— Instruction —
Please copy every one of the rows below word for word, leaving nothing out and changing nothing.

--------------------

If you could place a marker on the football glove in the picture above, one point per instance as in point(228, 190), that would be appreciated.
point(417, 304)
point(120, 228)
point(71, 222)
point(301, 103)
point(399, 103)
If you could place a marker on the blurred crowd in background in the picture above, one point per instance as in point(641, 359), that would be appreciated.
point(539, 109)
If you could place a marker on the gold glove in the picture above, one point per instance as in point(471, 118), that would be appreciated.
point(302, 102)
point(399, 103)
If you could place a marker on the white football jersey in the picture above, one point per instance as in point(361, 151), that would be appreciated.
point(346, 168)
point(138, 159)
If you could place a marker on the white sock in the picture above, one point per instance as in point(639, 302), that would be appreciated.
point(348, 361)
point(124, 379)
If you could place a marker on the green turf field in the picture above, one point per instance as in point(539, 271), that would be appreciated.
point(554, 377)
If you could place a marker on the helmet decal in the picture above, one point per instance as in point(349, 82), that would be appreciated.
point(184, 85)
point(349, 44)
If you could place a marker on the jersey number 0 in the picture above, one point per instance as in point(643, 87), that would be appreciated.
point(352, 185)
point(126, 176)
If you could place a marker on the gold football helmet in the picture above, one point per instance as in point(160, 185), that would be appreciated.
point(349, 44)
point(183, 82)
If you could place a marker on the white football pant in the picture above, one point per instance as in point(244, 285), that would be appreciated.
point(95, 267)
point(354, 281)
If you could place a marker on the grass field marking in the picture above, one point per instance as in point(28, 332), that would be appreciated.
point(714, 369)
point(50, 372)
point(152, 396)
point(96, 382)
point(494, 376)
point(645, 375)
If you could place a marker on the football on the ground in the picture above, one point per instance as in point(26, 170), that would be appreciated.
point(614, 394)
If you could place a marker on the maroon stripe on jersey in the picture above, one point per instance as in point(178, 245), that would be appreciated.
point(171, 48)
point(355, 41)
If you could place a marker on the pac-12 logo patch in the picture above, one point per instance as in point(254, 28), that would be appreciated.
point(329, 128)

--------------------

— Full output —
If you could place a marker on the football glove in the picture above, one point per instance as in point(228, 190), that would be appreciated.
point(417, 304)
point(120, 228)
point(71, 222)
point(301, 103)
point(399, 103)
If you could place a marker on the blurred crowd in background in the picture above, one point per instance as in point(641, 359), that would be appreciated.
point(539, 109)
If you could place a marker on the gold glove in the picture above, one point per instance as in point(471, 118), that would be appreciated.
point(302, 102)
point(399, 103)
If you could place a marker on the white football jersey in the picture above, one point per instance as in point(361, 151), that would be appreciated.
point(346, 168)
point(138, 159)
If you could place a marker on the white sock in the picture above, one point per instance as in point(639, 302), that would be appreciated.
point(348, 361)
point(124, 379)
If you could place a marker on the green turf field in the picture above, one point per instance as in point(539, 271), that would be appreciated.
point(554, 377)
If you could place a marker on the helmet decal in the picture above, one point per instance as in point(349, 82), that would be appreciated.
point(184, 85)
point(349, 44)
If you could place a marker on the jersey number 0 in the picture above, one point per instance as in point(643, 87), that would be appreciated.
point(352, 185)
point(126, 176)
If you could place a marker on the gold football helmet in the picture above, one point per instance as in point(160, 185), that would be appreciated.
point(349, 44)
point(183, 82)
If you could place a marker on the white football pant in the picture above, one point per instance as in point(244, 285), that would be appreciated.
point(95, 267)
point(354, 281)
If you could place a marker on the grass field marking in the picture above, one point per instance as in point(28, 332), that would be appreciated.
point(714, 369)
point(50, 372)
point(152, 396)
point(96, 382)
point(494, 376)
point(645, 375)
If you could place a marker on the football on the ground in the picture above, one point per instance as in point(26, 170), that would be appreciated.
point(614, 394)
If you could place a marker on the maroon stripe on jersey in the picture above, one point per instance as in point(178, 245), that would be appreciated.
point(171, 48)
point(355, 41)
If you could place a marker on the pac-12 logo patch in the picture above, one point per instance as in point(254, 28), that would be appreciated.
point(329, 128)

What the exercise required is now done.